-- What you have to do --
Print every one of the records below word for word, leaving nothing out.

-- Records supplied --
(begin)

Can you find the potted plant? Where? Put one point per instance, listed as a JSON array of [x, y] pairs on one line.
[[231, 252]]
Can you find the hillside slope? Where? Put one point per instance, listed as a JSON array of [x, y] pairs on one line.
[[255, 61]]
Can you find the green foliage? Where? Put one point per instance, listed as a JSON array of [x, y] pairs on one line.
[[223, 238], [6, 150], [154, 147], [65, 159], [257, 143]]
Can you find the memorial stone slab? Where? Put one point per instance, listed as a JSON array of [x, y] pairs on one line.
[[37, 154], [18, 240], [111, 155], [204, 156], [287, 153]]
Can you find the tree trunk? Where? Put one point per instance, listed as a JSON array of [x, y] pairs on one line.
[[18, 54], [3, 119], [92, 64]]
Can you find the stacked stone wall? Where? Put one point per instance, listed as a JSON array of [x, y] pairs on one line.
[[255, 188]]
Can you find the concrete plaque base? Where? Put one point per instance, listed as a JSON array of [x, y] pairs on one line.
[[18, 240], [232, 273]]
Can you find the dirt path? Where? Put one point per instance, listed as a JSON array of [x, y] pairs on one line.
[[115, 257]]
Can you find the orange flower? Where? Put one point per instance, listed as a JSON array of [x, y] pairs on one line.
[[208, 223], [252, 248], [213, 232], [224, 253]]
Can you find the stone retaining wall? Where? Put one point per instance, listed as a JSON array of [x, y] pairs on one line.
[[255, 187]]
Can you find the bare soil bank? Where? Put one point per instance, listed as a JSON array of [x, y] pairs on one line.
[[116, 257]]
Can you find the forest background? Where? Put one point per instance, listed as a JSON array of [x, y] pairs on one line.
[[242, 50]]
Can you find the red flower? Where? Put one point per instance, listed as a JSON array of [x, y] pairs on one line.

(end)

-- Answer for this exercise --
Can you find the potted plant? Where? Put one point per instance, listed as a JSON array of [x, y] pairs on one line.
[[231, 252]]
Can you find the hillside slope? Where? Put one point per instance, listed as a JSON array of [x, y] pairs on one line.
[[255, 61]]
Can you find the green foliage? Where? Put one point per instance, listed as a JSON array of [x, y] pairs on one line.
[[223, 238], [6, 150], [154, 147], [65, 159], [257, 143]]
Can you find the memorial stone slab? Where? Put one point per instance, listed as a JSON array of [x, y] pairs on one line.
[[37, 154], [18, 240], [111, 155], [204, 156], [287, 153]]
Can you find the tree trunk? Where? Put one point per instance, listed as a JSON array of [x, y] pairs on one line.
[[18, 54], [3, 119], [92, 64]]
Can you find the stacked stone wall? Where? Put one point per instance, listed as a JSON array of [x, y] pairs on one line.
[[255, 188]]
Can you find the concrete plaque base? Where? Put one point per instance, listed as a JSON array of [x, y] pairs on one line.
[[18, 240], [232, 273]]
Can you find the dirt path? Where? Put one point per instance, listed as a JSON array of [x, y] pairs on one line.
[[115, 257]]
Can you find the orange flower? Where? Put one point per instance, listed as a JSON array of [x, y] pairs on one line.
[[208, 223], [252, 248], [213, 232], [224, 253]]
Can you find the stone retaining wall? Where? Put one point per instance, listed as a JSON array of [x, y] pairs on one line.
[[255, 187]]
Can you find the bare soil bank? Where? Put one point per instance, listed as a JSON array of [x, y] pairs on one line.
[[116, 257]]
Can you find the forest background? Where? Put one point per instance, listed as a JSON array of [x, y] pairs on one line.
[[242, 50]]
Can you find the red flower? Where? Put one point per instance, listed as a JSON array of [x, y] pairs on one line.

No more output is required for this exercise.